* СУТЬ ЗАДАНИЯ
Выпишите без изменений отрывок из показаний Кальтенбруннера, начинающийся со слов «Я уже ответил, что» и заканчивающийся словами «участвовал в Холокосте?».

Кальтенбруннер участвовал в создании концлагерей?

Я не создавал никаких концентрационных лагерей в Австрии, где находился до 1943. Я не создал ни одного концентрационного лагеря в Рейхе с 1943 и далее. Каждый концентрационный лагерь в Рейхе, как сегодня известно и точно подтверждается, создавался по приказам Гиммлера Полю. Это также относится – и я хочу подчеркнуть это – к лагерю Маутхаузен. Австрийские власти были не только отстранены от создания Маутхаузена, но и неприятно им удивлены, потому что сама концепция концентрационных лагерей в таком виде была в Австрии неизвестна, и необходимости их создания там не было. (...)

Я уже ответил, что никогда не видел газовой камеры, ни в действии, ни в любое другое время. Я не знал о том, что они существовали в Маутхаузене, и свидетельства об этом ошибочны. Я никогда не бывал в лагере задержанных в Маутхаузене – то есть в самом концентрационном лагере. Я бывал в Маутхаузене, но в трудовом лагере, а не в лагере для задержанных.


Кальтенбруннер участвовал в Холокосте?

Сразу же после получения сведений о данном факте я боролся, как и прежде, не только против окончательного решения, но и против такого способа обращения с еврейской проблемой вообще. Хотел бы объяснить, как через свою разведывательную службу ознакомился с еврейской проблемой в целом и что предпринимал против этого. (...)

Сначала я выразил протест Гитлеру и на следующий день Гиммлеру. Я не только обратил их внимание на мое личное отношение и совершенно иную концепцию, которую принес из Австрии, согласно своим гуманитарным принципам, но и с первого дня и до самого конца завершал практически каждый доклад об обстановке словами, что ни одна враждебная держава не будет вести переговоры с рейхом, виновным в подобном. Эти доклады я представлял Гиммлеру и Гитлеру, в особенности указывая на то, что разведывательному сектору нужно создать атмосферу для переговоров с противником. (...)

Я твердо убежден, что [преследование евреев прекратилось в октябре 1944 года] в основном из–за моего вмешательства, хотя ряд других лиц также работал в этом направлении. Но не думаю, что есть кто-то еще, кто так прожужжал все уши Гиммлеру при каждой встрече, или кто–то, говоривший настолько открыто, откровенно и с таким самопожертвованием с Гитлером, как я. (...)

[Адвокат Кальтенбруннера Курт] Кауфман: Вы хотите признать ответственность в связи с этим или отрицаете ее?

Кальтенбруннер: Я должен категорически, полностью ее отрицать (...)


Кальтенбруннер мог уйти с должности начальника РСХА?

Кауфман: Теперь перехожу к последнему вопросу, я спрашиваю вас, существовала ли возможность для вас, постепенно ознакомившись с условиями в Гестапо и концентрационных лагерях, и т. д., добиться изменений? Если такая возможность существовала, вы можете сказать, что, оставаясь на своей должности, добились какого-либо облегчения в этой сфере и улучшения условий?

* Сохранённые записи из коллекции
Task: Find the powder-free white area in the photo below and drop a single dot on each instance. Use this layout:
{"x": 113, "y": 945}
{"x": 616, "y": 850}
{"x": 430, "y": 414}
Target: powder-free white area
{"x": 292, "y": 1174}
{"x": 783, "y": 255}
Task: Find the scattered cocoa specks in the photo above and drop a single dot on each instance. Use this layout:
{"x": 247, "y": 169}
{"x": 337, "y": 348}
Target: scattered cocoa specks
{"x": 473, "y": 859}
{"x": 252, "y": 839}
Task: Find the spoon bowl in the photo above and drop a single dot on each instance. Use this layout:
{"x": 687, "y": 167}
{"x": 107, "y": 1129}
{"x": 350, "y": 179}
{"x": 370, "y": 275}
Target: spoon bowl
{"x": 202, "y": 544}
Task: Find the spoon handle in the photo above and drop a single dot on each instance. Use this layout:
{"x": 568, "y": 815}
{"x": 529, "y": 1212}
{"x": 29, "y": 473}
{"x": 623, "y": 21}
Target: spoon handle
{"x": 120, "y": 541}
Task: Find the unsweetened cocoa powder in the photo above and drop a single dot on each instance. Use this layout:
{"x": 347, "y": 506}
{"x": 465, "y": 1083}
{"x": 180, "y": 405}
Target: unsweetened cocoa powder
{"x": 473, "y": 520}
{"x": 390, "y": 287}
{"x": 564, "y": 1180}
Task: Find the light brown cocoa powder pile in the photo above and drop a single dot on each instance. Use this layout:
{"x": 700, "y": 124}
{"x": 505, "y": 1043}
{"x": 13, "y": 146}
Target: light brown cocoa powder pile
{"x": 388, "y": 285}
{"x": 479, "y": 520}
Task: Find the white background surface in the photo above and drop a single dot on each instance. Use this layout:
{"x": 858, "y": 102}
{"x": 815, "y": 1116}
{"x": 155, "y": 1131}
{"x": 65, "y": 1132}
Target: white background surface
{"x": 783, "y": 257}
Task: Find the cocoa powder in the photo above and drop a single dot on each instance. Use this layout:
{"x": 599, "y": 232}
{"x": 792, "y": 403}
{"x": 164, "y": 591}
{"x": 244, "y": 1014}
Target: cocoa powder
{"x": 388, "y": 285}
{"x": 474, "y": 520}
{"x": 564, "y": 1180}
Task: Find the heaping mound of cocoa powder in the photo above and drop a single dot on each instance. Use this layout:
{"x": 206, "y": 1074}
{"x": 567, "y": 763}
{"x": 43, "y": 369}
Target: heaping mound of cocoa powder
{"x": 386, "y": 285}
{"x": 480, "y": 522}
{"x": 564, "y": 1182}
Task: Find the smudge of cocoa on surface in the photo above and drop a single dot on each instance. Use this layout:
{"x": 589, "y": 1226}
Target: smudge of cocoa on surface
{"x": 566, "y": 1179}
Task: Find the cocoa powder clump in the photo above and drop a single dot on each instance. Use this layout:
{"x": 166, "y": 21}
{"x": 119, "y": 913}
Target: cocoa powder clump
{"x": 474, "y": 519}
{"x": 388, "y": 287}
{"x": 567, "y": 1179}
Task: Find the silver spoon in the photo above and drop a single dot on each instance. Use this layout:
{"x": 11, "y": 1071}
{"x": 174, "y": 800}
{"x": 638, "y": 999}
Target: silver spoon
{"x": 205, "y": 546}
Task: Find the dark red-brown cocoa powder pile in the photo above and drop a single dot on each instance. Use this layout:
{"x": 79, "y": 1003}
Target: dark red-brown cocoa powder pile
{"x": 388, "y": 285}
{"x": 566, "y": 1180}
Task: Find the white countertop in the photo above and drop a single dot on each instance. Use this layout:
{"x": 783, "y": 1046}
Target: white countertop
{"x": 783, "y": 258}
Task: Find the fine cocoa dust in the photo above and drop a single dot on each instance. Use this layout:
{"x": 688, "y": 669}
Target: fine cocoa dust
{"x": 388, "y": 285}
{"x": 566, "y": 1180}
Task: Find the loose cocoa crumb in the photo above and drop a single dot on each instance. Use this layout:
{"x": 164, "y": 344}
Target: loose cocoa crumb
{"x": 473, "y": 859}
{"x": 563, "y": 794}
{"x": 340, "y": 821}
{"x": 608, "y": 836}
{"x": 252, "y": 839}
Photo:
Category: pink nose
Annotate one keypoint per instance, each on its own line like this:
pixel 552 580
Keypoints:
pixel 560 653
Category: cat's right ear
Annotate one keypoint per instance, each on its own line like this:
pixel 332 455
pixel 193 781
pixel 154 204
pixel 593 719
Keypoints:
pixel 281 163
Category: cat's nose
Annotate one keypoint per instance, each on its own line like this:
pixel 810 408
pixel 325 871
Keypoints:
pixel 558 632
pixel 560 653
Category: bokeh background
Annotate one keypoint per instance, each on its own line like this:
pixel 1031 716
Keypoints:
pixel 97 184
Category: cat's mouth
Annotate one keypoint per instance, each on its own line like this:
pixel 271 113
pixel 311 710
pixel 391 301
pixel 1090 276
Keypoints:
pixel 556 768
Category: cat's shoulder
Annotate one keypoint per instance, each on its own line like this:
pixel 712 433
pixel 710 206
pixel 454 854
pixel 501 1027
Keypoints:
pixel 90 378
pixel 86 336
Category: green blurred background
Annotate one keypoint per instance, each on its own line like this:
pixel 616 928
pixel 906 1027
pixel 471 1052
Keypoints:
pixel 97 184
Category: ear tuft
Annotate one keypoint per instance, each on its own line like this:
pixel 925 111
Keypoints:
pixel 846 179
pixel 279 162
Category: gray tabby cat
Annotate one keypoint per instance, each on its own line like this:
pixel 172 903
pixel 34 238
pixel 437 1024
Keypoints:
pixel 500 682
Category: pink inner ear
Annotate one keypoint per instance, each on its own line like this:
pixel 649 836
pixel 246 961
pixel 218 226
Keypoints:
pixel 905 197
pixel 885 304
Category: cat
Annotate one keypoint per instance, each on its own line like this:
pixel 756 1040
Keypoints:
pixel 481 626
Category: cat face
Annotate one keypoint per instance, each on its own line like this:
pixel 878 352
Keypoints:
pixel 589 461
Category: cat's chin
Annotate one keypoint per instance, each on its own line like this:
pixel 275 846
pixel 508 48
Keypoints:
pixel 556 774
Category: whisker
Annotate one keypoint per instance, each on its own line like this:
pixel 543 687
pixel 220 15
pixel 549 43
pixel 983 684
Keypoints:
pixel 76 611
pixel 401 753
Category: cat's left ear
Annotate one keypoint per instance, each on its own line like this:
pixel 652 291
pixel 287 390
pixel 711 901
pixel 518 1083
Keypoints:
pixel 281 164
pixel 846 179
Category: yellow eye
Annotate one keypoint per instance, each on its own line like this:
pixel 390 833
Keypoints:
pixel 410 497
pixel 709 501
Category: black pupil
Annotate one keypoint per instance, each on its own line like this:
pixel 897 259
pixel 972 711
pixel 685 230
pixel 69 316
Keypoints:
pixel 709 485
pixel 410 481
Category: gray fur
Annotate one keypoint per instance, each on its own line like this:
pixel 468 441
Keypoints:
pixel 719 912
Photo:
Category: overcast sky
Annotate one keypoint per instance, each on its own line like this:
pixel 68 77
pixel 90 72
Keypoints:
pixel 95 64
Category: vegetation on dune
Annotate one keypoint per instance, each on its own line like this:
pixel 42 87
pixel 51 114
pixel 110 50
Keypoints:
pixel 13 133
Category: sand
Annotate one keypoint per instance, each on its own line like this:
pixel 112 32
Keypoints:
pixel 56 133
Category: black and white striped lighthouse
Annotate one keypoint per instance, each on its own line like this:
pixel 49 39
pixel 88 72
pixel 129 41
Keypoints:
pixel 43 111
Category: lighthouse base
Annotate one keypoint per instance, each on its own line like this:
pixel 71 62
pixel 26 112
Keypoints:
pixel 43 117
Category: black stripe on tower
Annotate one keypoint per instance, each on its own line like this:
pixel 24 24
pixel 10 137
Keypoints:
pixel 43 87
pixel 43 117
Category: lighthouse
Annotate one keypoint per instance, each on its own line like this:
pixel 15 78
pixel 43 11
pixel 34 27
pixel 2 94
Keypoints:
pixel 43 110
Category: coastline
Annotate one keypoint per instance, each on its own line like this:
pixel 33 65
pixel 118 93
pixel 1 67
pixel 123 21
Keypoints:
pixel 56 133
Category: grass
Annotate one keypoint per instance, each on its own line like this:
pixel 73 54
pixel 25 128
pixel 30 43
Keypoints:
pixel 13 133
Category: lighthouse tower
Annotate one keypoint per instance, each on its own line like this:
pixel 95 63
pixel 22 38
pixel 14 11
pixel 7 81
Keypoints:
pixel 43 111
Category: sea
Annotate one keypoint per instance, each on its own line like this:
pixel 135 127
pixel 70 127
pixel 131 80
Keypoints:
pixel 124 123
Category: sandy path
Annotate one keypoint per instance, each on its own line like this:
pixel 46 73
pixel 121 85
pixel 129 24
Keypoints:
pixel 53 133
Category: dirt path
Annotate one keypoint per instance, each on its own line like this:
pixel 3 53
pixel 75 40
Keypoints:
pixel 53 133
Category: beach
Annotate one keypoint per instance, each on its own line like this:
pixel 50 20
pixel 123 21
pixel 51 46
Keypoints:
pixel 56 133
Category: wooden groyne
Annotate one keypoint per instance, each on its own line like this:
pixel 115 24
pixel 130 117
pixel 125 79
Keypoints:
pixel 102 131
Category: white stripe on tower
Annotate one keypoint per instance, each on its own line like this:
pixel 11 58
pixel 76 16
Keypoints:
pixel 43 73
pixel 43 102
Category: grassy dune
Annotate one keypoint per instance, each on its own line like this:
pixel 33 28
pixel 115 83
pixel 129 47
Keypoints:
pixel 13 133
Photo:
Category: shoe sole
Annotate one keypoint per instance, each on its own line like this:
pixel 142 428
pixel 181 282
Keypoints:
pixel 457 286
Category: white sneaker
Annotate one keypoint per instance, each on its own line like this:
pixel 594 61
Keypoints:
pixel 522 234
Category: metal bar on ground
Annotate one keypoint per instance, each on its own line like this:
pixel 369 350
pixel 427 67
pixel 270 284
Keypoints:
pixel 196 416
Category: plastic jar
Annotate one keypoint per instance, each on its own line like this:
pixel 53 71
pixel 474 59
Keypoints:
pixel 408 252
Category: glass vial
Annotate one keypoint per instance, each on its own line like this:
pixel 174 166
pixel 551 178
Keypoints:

* ОЖИДАЕМЫЙ РЕЗУЛЬТАТ
Я уже ответил, что никогда не видел газовой камеры, ни в действии, ни в любое другое время. Я не знал о том, что они существовали в Маутхаузене, и свидетельства об этом ошибочны. Я никогда не бывал в лагере задержанных в Маутхаузене – то есть в самом концентрационном лагере. Я бывал в Маутхаузене, но в трудовом лагере, а не в лагере для задержанных.


Кальтенбруннер участвовал в Холокосте?